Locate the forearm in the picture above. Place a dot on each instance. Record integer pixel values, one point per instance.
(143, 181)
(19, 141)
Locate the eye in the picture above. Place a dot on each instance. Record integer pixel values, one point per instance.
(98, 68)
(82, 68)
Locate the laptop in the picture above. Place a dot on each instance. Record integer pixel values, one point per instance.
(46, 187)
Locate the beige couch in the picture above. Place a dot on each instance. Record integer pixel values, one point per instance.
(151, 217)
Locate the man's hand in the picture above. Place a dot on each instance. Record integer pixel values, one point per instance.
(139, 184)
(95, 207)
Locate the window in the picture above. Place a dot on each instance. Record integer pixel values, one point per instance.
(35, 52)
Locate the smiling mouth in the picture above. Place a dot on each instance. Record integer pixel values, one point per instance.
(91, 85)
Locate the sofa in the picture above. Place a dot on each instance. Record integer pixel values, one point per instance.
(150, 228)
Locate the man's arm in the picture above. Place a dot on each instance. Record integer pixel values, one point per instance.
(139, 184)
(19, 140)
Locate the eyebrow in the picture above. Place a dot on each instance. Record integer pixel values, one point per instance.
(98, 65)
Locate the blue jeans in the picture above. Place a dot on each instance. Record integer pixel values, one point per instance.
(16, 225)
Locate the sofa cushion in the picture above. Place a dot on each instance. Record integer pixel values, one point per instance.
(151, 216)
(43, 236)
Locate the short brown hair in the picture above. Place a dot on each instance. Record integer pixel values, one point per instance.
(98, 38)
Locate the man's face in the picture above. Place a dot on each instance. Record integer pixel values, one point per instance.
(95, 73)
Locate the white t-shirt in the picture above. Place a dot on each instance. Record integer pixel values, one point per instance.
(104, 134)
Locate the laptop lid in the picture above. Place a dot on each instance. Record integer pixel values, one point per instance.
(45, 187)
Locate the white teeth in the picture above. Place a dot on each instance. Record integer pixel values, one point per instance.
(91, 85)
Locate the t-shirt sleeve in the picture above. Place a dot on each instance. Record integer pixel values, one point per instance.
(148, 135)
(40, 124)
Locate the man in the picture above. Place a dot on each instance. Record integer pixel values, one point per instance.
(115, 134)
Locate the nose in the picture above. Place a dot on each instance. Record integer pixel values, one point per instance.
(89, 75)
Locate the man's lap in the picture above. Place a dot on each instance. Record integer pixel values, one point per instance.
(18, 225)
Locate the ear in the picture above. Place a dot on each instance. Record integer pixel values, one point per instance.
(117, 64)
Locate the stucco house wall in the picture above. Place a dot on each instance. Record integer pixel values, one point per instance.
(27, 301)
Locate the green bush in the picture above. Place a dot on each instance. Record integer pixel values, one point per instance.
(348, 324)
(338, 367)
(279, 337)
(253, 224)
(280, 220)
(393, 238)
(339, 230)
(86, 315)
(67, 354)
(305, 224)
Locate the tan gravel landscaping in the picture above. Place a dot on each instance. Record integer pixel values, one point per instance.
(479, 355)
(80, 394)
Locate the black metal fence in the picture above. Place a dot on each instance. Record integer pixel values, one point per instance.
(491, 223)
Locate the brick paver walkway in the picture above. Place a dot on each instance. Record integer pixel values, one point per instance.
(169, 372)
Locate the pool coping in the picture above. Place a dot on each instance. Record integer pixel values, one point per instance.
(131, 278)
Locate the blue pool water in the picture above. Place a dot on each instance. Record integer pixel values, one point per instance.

^^^^^^^^^^^^^^^^

Word for word, every record must be given again.

SOLUTION FOR THIS TASK:
Locate the forearm in the picture above. Place a dot on each instance. Record integer pixel values, one point per instance.
(143, 181)
(19, 141)
Locate the eye in the picture above. Place a dot on each instance. Record integer pixel values, one point per instance.
(98, 68)
(82, 68)
Locate the laptop in the picture above. Place a dot on each instance. Record integer pixel values, one point per instance.
(46, 187)
Locate the beige couch in the picture above. Place a dot on each instance. Record integer pixel values, one point per instance.
(151, 217)
Locate the man's hand in the picture above. Place a dot on each instance. Record integer pixel values, one point per instance.
(139, 184)
(95, 207)
Locate the window in the picture above. Place a dot on each instance. Record integer pixel values, one point per instance.
(35, 52)
Locate the smiling mouth in the picture above. Place a dot on each instance. Record integer pixel values, one point per instance.
(91, 85)
Locate the sofa in the picture above. Place a dot on each instance. Record integer pixel values, one point per instance.
(150, 228)
Locate the man's arm in the picture above. Place a dot on each instance. Record integer pixel values, one point per instance.
(139, 184)
(19, 140)
Locate the eyebrow in the picture above. Place a dot on each instance. Record integer pixel values, one point per instance.
(98, 65)
Locate the blue jeans in the picture above. Place a dot on each instance. Record integer pixel values, one point per instance.
(16, 225)
Locate the sofa cushion in the picture above. Place a dot on each instance. Record integer pixel values, one point per instance.
(151, 216)
(43, 236)
Locate the short brown hair in the picture above. Place a dot on each instance. Record integer pixel values, one point per instance.
(98, 38)
Locate the man's face in the picture above. Place a dot on each instance. Record integer pixel values, one point per instance.
(95, 73)
Locate the white t-shirt in the picture above. Place a dot on each instance. Record integer pixel values, one point per instance.
(104, 134)
Locate the laptop lid in the picture above. Place a dot on each instance. Record integer pixel values, one point per instance.
(45, 187)
Locate the white teeth in the picture above. Place a dot on each instance. Record integer pixel values, one point per instance.
(91, 85)
Locate the t-shirt sleeve in the picture above. Place a dot on each instance. Record integer pixel values, one point per instance.
(148, 135)
(40, 124)
Locate the man in the picture above. Place a dot on each instance. Record integer pixel values, one point per instance.
(115, 134)
Locate the nose in the picture above. Place a dot on each instance. Record integer pixel values, one point per instance.
(89, 75)
Locate the man's lap in the picture above. Place a dot on each instance. Record integer pixel values, one point per instance.
(18, 225)
Locate the ear in the picture above. Place a dot on each instance. Record integer pixel values, one point per instance.
(117, 64)
Locate the stucco house wall in the picture above. Place a dot on each instance. Record integer pixel values, one point per instance.
(27, 301)
Locate the green bush in the picture above. Place a dot on each instance. Record integer pixel values, one point per instance.
(348, 324)
(338, 367)
(279, 337)
(253, 224)
(280, 220)
(393, 238)
(339, 230)
(86, 315)
(67, 354)
(305, 224)
Locate the tan gravel landscaping in the picture above. Place a dot on each instance. Record integer pixel values, one point per instance.
(479, 355)
(80, 394)
Locate the black metal fence in the picture above. Place a dot on each instance. Record integer pixel values, one point per instance.
(491, 223)
Locate the brick paver walkway in the picture above. Place a dot on each instance. Record integer pixel values, one point per instance.
(169, 372)
Locate the pool coping in the picture above. Place a dot on each instance. Record integer pixel values, one point per instance.
(131, 278)
Locate the blue pool water in the picture above. Place a dot on each instance. Record integer pixel values, one point per instance.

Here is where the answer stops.